• _How to complete this task_: Give back every record exactly as written.

• _Input data_:

=======

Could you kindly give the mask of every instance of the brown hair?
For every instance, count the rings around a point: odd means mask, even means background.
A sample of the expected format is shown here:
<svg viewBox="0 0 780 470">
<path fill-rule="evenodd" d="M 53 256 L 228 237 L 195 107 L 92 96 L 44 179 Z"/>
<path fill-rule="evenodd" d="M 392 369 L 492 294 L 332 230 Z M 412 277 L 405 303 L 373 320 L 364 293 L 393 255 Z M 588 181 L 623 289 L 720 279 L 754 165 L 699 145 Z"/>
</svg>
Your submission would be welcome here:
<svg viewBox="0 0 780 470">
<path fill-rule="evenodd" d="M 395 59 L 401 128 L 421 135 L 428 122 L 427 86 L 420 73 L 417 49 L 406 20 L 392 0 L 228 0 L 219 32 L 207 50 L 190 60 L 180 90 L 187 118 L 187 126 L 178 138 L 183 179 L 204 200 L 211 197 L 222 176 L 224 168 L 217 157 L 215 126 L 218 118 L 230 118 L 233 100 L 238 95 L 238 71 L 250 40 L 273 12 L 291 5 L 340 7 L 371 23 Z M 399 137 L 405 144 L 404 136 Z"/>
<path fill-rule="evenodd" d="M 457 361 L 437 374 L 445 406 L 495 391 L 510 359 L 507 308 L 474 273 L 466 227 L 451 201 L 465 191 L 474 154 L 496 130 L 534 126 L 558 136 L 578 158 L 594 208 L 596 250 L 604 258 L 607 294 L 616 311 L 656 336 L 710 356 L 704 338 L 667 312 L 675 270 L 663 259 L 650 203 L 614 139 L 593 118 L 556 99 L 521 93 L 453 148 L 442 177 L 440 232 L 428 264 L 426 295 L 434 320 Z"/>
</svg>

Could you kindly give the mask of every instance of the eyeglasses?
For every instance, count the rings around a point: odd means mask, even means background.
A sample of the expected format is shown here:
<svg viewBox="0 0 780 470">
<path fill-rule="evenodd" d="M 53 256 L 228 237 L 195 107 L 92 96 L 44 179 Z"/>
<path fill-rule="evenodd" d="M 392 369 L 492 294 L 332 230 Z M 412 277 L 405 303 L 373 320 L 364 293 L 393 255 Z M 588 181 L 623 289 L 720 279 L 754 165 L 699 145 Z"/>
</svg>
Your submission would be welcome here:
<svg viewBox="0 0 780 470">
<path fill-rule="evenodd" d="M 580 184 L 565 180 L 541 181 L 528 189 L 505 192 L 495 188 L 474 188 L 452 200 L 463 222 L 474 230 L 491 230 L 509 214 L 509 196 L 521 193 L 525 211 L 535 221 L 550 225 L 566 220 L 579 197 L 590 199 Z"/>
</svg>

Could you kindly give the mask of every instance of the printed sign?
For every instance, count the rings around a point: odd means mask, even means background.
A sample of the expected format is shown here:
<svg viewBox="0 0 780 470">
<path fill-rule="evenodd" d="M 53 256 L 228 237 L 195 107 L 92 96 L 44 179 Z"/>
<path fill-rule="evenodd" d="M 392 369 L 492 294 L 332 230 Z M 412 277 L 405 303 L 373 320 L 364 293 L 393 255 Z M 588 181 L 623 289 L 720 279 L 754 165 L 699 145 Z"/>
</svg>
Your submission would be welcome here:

=======

• _Task output_:
Could you kindly give the mask of every instance of the brown hair?
For every instance, count the rings around a point: odd means mask, even means background.
A sample of the expected format is shown here:
<svg viewBox="0 0 780 470">
<path fill-rule="evenodd" d="M 53 256 L 228 237 L 195 107 L 92 96 L 44 179 Z"/>
<path fill-rule="evenodd" d="M 392 369 L 492 294 L 332 230 Z M 412 277 L 405 303 L 373 320 L 364 293 L 393 255 Z M 588 181 L 623 289 L 720 279 L 754 165 L 699 145 Z"/>
</svg>
Your submission would be welcome here:
<svg viewBox="0 0 780 470">
<path fill-rule="evenodd" d="M 395 59 L 401 128 L 421 135 L 428 122 L 427 86 L 420 73 L 417 49 L 406 20 L 392 0 L 228 0 L 219 32 L 207 50 L 190 60 L 180 90 L 187 118 L 187 126 L 178 138 L 183 179 L 204 200 L 211 197 L 222 176 L 224 168 L 217 157 L 215 126 L 218 118 L 230 118 L 233 100 L 238 95 L 238 71 L 250 40 L 273 12 L 291 5 L 340 7 L 371 23 Z M 399 137 L 405 144 L 404 136 Z"/>
<path fill-rule="evenodd" d="M 457 361 L 437 374 L 445 406 L 495 391 L 510 359 L 507 308 L 474 273 L 466 227 L 451 201 L 465 191 L 474 154 L 496 130 L 534 126 L 558 136 L 578 158 L 594 208 L 596 250 L 604 258 L 607 294 L 616 311 L 656 336 L 710 356 L 704 338 L 667 312 L 675 270 L 663 259 L 650 203 L 614 139 L 593 118 L 556 99 L 521 93 L 453 148 L 442 177 L 440 232 L 428 264 L 426 295 L 434 320 Z"/>
</svg>

Could you kindly give the mask of every instance of the eyeglasses?
For every instance, count the rings around a point: odd means mask, even means background.
A sample of the expected format is shown here:
<svg viewBox="0 0 780 470">
<path fill-rule="evenodd" d="M 53 256 L 228 237 L 195 107 L 92 96 L 44 179 Z"/>
<path fill-rule="evenodd" d="M 392 369 L 492 294 L 332 230 Z M 412 277 L 405 303 L 373 320 L 364 293 L 393 255 Z M 588 181 L 623 289 L 720 279 L 754 165 L 699 145 Z"/>
</svg>
Your submission would be welcome here:
<svg viewBox="0 0 780 470">
<path fill-rule="evenodd" d="M 580 184 L 565 180 L 541 181 L 528 189 L 505 192 L 495 188 L 474 188 L 452 200 L 463 222 L 474 230 L 491 230 L 509 214 L 509 196 L 521 193 L 525 211 L 535 221 L 550 225 L 566 220 L 579 197 L 590 199 Z"/>
</svg>

Could you kindly give the mask of every instance of the printed sign?
For every instance, count the rings around a point: odd means mask, even means background.
A sample of the expected format is shown here:
<svg viewBox="0 0 780 470">
<path fill-rule="evenodd" d="M 53 256 L 228 237 L 195 107 L 92 96 L 44 179 Z"/>
<path fill-rule="evenodd" d="M 392 369 L 492 294 L 332 230 Z M 412 277 L 405 303 L 373 320 L 364 293 L 393 255 Z M 588 181 L 623 289 L 720 279 L 754 165 L 699 145 Z"/>
</svg>
Your submission would be welcome here:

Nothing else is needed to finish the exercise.